Instruction: Repeat verbatim the stretch of entries below from the line containing "TARGET = deck railing" through the end of the entries, including both of those ends and nothing else.

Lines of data
··········

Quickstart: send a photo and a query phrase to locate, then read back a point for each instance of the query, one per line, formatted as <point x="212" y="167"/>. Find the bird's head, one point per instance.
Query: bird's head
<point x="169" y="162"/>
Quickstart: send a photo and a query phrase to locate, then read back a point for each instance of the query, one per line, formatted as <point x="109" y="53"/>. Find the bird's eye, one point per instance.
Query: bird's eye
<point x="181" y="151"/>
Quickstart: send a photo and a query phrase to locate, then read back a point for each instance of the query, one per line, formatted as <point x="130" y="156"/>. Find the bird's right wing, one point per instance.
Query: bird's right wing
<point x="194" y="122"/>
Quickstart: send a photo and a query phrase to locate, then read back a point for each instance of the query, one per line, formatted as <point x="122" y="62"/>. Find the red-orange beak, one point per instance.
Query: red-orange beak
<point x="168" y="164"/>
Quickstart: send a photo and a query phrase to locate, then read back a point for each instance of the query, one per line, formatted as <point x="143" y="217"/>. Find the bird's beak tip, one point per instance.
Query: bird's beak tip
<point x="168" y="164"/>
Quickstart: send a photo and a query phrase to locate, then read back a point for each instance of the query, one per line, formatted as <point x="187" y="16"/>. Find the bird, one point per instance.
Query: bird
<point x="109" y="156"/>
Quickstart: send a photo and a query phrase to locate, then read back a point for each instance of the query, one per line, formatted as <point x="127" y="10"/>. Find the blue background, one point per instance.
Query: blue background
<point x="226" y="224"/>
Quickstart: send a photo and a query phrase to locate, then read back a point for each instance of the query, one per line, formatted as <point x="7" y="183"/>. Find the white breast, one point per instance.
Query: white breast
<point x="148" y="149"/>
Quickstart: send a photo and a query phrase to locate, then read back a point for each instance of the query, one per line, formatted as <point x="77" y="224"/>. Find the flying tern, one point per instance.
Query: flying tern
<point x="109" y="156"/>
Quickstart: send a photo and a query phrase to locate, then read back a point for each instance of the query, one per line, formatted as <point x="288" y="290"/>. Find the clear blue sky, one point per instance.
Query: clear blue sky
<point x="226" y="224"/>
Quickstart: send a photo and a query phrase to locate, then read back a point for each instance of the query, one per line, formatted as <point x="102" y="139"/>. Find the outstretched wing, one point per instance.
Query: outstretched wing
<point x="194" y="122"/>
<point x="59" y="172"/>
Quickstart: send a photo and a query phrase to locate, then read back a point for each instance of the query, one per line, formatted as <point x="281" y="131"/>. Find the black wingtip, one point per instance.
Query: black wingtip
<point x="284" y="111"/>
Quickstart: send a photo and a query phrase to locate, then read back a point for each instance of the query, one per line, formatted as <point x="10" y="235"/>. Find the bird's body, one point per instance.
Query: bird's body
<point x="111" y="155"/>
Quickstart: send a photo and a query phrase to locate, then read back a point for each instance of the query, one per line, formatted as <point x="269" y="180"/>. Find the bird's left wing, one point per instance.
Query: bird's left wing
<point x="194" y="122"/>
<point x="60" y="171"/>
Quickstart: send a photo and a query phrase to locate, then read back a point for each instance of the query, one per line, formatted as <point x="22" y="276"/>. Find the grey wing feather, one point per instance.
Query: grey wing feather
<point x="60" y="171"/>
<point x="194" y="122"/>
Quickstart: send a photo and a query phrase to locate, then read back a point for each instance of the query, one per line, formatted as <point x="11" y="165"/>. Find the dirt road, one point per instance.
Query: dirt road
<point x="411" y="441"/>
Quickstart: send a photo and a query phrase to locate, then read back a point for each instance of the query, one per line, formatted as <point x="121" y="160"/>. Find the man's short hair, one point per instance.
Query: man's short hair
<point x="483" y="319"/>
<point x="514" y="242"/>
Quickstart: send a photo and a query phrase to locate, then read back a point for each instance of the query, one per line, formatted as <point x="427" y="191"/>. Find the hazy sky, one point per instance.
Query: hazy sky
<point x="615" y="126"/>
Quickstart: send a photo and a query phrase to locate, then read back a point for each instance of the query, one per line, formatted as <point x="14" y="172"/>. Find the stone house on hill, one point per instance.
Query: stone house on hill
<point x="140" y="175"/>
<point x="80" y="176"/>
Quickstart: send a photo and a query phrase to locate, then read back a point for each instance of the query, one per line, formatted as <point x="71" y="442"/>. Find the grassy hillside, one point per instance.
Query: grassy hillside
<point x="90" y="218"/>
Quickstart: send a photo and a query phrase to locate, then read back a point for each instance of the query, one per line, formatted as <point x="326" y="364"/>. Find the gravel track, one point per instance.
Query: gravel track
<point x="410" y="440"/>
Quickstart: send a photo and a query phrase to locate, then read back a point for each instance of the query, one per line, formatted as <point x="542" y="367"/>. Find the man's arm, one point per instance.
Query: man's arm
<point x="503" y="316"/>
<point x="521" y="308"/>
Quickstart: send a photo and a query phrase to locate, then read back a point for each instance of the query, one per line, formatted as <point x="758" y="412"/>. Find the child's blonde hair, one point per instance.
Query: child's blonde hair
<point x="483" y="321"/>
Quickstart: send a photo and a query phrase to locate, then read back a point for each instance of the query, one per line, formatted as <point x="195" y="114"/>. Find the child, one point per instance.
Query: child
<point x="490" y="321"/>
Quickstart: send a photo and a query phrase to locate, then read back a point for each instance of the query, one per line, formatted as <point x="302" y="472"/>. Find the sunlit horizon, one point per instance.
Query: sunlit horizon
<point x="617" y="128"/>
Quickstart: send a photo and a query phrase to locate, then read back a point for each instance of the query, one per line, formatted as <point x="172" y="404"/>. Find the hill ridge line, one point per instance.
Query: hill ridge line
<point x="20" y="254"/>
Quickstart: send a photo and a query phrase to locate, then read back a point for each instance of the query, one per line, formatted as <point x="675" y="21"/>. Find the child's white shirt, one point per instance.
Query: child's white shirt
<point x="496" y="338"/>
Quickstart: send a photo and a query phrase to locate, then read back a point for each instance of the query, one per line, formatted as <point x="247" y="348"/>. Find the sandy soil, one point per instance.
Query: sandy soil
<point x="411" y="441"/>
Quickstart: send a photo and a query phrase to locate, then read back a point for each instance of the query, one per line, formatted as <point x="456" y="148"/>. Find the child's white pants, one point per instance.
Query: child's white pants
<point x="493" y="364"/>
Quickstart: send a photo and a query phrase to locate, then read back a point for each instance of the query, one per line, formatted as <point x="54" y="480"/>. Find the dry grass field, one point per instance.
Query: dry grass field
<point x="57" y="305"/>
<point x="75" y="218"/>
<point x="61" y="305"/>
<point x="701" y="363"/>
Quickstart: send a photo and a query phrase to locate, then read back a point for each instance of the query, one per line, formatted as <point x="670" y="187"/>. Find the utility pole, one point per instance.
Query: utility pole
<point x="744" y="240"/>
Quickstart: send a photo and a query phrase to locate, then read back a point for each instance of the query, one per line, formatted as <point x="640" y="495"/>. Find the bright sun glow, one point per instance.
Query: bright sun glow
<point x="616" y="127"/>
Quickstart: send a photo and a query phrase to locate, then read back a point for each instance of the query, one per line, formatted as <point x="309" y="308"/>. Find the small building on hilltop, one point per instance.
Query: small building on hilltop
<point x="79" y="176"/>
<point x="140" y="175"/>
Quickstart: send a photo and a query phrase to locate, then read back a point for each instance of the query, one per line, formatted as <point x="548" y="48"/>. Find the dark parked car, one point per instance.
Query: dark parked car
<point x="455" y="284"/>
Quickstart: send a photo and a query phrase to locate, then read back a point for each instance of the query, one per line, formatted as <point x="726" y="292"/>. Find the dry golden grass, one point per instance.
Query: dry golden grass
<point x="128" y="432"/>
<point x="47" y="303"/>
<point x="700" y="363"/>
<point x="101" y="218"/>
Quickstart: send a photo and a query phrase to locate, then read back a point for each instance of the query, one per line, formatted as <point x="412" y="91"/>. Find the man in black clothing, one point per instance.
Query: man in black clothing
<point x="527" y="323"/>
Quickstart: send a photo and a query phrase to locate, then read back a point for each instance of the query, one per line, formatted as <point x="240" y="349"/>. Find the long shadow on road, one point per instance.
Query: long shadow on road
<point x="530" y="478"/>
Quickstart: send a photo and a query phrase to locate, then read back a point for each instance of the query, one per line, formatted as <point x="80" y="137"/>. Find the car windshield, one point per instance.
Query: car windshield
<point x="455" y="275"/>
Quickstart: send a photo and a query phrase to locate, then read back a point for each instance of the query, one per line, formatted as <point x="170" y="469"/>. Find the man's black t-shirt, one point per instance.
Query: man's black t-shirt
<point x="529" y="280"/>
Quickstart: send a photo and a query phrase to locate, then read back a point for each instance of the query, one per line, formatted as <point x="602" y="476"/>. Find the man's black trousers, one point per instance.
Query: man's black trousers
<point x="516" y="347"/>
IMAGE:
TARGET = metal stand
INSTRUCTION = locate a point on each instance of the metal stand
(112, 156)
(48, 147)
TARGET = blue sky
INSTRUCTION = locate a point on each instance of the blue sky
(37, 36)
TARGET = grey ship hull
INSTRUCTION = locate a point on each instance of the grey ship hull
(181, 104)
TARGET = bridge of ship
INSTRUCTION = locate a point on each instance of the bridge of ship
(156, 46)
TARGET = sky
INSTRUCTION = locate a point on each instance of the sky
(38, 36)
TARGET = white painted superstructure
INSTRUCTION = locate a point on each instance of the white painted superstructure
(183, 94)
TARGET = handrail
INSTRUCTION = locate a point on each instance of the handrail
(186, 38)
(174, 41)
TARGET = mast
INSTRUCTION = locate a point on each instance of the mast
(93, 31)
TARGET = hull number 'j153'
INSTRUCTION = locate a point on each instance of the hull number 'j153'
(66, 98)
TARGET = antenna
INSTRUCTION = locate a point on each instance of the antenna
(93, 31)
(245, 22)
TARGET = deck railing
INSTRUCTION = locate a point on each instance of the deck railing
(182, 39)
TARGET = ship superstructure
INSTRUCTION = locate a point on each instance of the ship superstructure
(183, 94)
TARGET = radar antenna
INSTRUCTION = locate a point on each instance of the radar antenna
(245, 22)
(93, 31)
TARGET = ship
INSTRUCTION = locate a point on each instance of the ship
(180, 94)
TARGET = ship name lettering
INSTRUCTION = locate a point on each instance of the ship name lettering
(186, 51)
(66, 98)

··········

Task response:
TARGET = deck railing
INSTRUCTION = locate a point on each instance of the deck railing
(182, 39)
TARGET = ship superstructure
INSTRUCTION = locate a point on each instance of the ship superstructure
(183, 94)
TARGET = radar antenna
INSTRUCTION = locate a point on each instance of the radar antenna
(245, 22)
(93, 31)
TARGET = ship
INSTRUCTION = locate a point on each instance of the ship
(180, 94)
TARGET = ship name lettering
INSTRUCTION = locate a point on each instance of the ship name lettering
(186, 51)
(66, 98)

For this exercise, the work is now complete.